Natural language region descriptions
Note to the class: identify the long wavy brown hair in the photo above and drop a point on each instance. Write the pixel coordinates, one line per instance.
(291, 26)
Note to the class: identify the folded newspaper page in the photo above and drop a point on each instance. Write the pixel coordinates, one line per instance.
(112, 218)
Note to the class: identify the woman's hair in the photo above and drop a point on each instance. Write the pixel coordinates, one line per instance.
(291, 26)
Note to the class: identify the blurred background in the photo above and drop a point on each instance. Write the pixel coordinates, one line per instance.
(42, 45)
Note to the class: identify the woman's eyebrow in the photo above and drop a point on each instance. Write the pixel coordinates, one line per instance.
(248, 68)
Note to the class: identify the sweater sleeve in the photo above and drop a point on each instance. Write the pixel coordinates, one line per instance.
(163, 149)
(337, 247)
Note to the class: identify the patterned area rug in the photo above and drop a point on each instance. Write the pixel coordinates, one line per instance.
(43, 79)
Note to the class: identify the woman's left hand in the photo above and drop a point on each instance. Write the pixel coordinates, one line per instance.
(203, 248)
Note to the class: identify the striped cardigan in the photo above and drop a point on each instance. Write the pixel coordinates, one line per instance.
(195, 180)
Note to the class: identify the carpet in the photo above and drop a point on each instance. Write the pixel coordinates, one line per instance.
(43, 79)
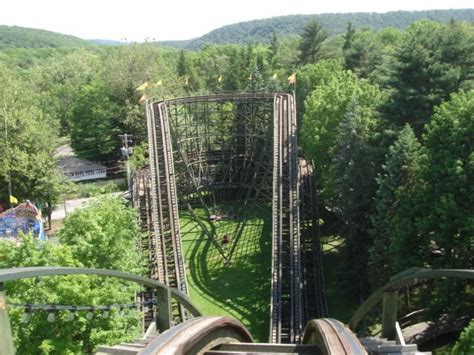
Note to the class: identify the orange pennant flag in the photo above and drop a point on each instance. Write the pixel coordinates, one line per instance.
(292, 79)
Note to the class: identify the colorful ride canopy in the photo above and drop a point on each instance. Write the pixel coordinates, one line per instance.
(25, 218)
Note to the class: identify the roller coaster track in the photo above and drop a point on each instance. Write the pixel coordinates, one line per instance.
(314, 298)
(174, 137)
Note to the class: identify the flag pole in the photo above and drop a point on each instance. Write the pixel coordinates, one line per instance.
(9, 176)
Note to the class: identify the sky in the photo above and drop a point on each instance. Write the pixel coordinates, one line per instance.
(139, 20)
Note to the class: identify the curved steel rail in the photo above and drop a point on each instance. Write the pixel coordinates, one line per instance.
(163, 292)
(332, 337)
(29, 272)
(197, 335)
(389, 292)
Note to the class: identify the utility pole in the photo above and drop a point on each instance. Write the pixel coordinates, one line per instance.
(126, 153)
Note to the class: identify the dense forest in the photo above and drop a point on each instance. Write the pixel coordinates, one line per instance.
(387, 116)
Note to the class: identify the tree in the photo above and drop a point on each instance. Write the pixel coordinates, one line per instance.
(465, 344)
(182, 67)
(311, 39)
(95, 108)
(274, 45)
(27, 141)
(447, 172)
(111, 228)
(324, 110)
(353, 172)
(348, 37)
(432, 61)
(397, 176)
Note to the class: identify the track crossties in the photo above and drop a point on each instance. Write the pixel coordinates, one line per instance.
(213, 152)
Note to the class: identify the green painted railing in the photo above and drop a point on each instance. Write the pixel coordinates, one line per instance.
(164, 294)
(389, 295)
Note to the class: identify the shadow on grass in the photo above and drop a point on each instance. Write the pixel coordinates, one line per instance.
(242, 288)
(340, 306)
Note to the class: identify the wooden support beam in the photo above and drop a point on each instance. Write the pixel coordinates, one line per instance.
(389, 314)
(164, 312)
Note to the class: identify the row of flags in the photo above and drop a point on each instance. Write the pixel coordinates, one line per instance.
(146, 84)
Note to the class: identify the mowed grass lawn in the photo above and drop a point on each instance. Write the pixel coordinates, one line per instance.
(240, 289)
(340, 306)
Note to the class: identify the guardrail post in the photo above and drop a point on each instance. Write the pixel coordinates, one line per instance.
(389, 314)
(163, 314)
(6, 339)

Brief => The records above must be returned exactly, with each picture omitted.

Written answer =>
Note to the class: identify the long wavy brown hair in the photo above and drop a point on each instance. Write the pixel coordinates, one line per instance.
(291, 26)
Note to the class: identify the folded newspaper page in the photo above and drop a point on each instance. Write the pixel coordinates, one line per instance.
(112, 218)
Note to the class: identify the woman's hair in the photo above and drop a point on each instance. Write the pixel coordinates, one line per instance.
(291, 26)
Note to the class: identify the blurred background in the photo above and drop a point on each instance. Write the pixel coordinates, one line per instance.
(42, 45)
Note to the class: identify the woman's eyebrow in the photo above and drop a point on each instance. Write the pixel coordinates, one line per instance.
(248, 68)
Note to the class: identify the sweater sleeve in the photo above and drop a point on each instance. Write the pixel coordinates, one line per instance.
(163, 149)
(337, 247)
Note to the class: identify the patterned area rug in the photo above and drop a point on each instance. Write the pixel coordinates, one line per instance.
(43, 79)
Note to the class: identify the woman's left hand in the photo above and drop a point on each instance. Write the pixel coordinates, one line per instance.
(203, 248)
Note to the class: identify the striped cardigan in the photo above and drop a point on each instance. Write the pixel coordinates, one line per instance.
(195, 180)
Note to the class: identify the carpet in the photo above and drop a point on each instance. Write the pixel coordinates, one line per instance.
(43, 79)
Note to the class: identify the orange pennant flag in the photo above and drop a point on each instance. Write the pixel coordinates, one line per instance.
(292, 79)
Note to the class: identify the colorful ride canopy in the photo above and drop a point on each instance. Write the pixel coordinates, one line per instance.
(25, 218)
Note to the class: identify the roller coaster track in the photo above and drop a point on each instance. Write the pixel coordinates, one line per instance.
(314, 298)
(174, 137)
Note to the class: identify the flag pole in the photo above and drop a point on each instance. Write the pixel coordinates, one line per instance.
(9, 176)
Note to the class: identify the sky in the photo above and drop a point on each instance. Write the pixel coordinates, one line per instance.
(139, 20)
Note to the class: identify the curved steel rail in the photo above and drop a point on each instance. Write the pixel coordinates, one line per instance.
(163, 292)
(332, 337)
(29, 272)
(197, 335)
(389, 292)
Note to the class: identify the utility pole in the photo above and drop a point on each instance. Write the pixel coordinates, one line per instance.
(126, 153)
Note to the class: identify the dense forest in the photo above and drop a point on each instance. Write the pixel coordinates, one line per instance.
(387, 116)
Note to the class: identify the tree in the photo above and drop a point on each instance. Write the pixel coordinates, one line per instance.
(465, 344)
(182, 67)
(311, 39)
(95, 108)
(274, 45)
(27, 141)
(447, 172)
(111, 228)
(324, 110)
(353, 172)
(348, 37)
(432, 61)
(397, 176)
Note to the class: identify the track crossties in the photo above and drop a point on each instance. Write the pixel coordinates, one line per instance.
(213, 152)
Note to the class: identify the green painted railing in the photo above and drop a point on each instance. Write the pixel coordinates, one line per instance.
(164, 294)
(389, 295)
Note to the class: identify the shadow on grass in the photo above and drop a point on each instance. Write the pixel coordinates, one line per instance.
(242, 288)
(340, 306)
Note to the class: identify the wooden support beam in the photo above and drop a point on each instance. Write the pixel coordinates, one line per instance.
(389, 314)
(164, 312)
Note to the class: identify the row of flags in the photo above and drop a point on each instance. Write the pixel coordinates, one line per instance.
(146, 84)
Note to the class: identify the mowed grass lawn in the photo above and drop a point on each instance. Write the pixel coordinates, one line per instance.
(240, 289)
(340, 306)
Note to the class: identify the guardrail post in the photo above and drop a point on each instance. Write the pixel coordinates, one line per instance.
(389, 314)
(163, 314)
(6, 339)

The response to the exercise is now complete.